My existing website hosting will run out in July. I could renew…or I could use the cash for Obsidian Publish…

My many year old Beat Xes now show a light while charging but can’t turn on. Apparently it’s a common problem and probably related to a lose wire. I’m currently completely headphoneless (except some giant over-ear headphones for work calls)… I’m trying to appreciate the thinking time and quite, but I really like podcasts and audiobooks.

No one:… Me: Maybe I should make a website/digital garden on Notion.

The value is in the summary (or is it)

There are some business books where you get all the value from the one paragraph summary or even just the title. I suspect Cal Newports latest might be another example. I’ve heard him on a couple of podcasts discussing it and I can buy into his basic idea.

  • Avoid open loop communications tools that anyone can contact you at any time for anything.
  • Promote context specific tools which you work on asynchronously.

It’s basically trying to avoid the “So when shall we have a meeting” chain of messages where it takes four messages to get the ball moving and instead use something like calendly which helps close discussions faster.

My team has made this shift in a couple of areas (moving away from our real-time chat and too google docs/trello/figma). We still occasionally ping each other over real deadlines, but it just makes more sense to not get inundated with pings all the time.

Of course, there are some topics where the lesson is clear from the title, but that doesn’t make it easy. Ego is the enemy for example. Sometimes the value of the book is not the information, but the repeated exposure to the message.

It’s a very Christian idea I’ll admit. That we can get the idea instantly and see a transformation (justification) but still regress and require a ongoing change to truly inhibit an idea (sanctification). Perhaps my own faith background and its emphasis on reading the scripture explains my openness to such books.

Well, I didn’t expect that ending when I sat down to write.

The experience of upgrading the software on my Apple Watch series 3 is so bad and the main thing that makes me consider upgrading my hardware!

🥳 I have the obsidian mobile app! (I’m the last group on the beta. Only a few weeks till it’s public).

_Assignment_.
Copy the stretch of the post from "It’s a very" through "down to write.", substituting "religious" for "Christian". Use only the post.

_Information given_.

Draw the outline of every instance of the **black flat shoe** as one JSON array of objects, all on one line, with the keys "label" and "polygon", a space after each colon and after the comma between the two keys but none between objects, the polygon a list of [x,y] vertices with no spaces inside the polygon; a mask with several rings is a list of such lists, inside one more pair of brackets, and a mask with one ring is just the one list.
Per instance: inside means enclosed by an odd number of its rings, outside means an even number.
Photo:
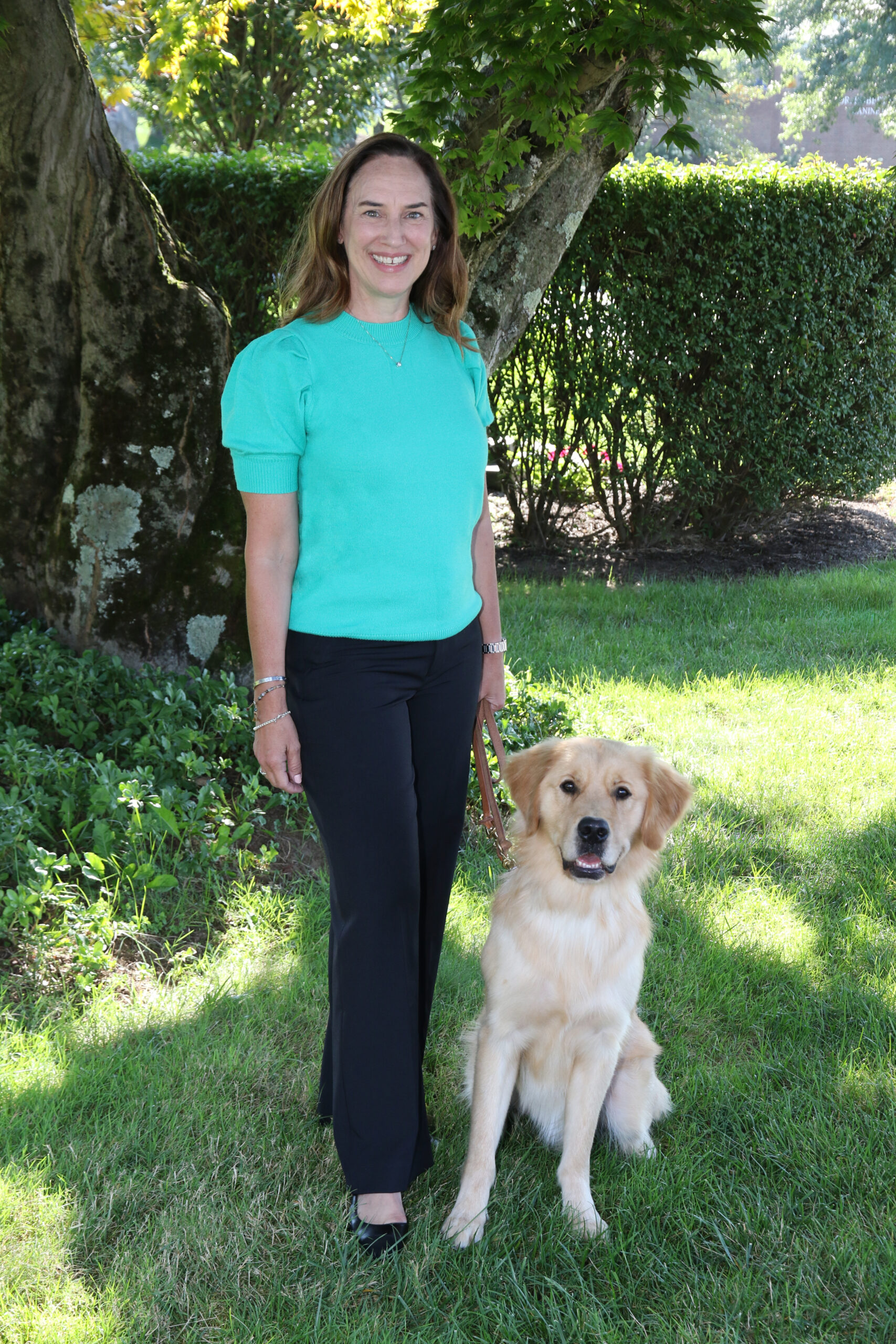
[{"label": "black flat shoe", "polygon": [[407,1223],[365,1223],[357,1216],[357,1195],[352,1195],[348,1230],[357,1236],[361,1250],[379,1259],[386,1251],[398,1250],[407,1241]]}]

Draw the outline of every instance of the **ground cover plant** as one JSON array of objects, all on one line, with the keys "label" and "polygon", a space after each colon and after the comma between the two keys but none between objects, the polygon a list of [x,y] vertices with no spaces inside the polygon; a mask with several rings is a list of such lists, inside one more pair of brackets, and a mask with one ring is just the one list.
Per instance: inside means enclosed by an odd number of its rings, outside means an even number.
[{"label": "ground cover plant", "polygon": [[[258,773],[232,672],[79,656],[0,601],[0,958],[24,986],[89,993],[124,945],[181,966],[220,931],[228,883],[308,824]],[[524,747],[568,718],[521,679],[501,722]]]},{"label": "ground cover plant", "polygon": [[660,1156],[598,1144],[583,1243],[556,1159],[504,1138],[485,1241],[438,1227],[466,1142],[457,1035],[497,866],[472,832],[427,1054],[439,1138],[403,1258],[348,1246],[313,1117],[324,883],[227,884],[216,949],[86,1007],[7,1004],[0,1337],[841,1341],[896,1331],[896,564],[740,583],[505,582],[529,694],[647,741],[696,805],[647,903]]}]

_Response area_.
It’s a very religious idea I’ll admit. That we can get the idea instantly and see a transformation (justification) but still regress and require a ongoing change to truly inhibit an idea (sanctification). Perhaps my own faith background and its emphasis on reading the scripture explains my openness to such books.

Well, I didn’t expect that ending when I sat down to write.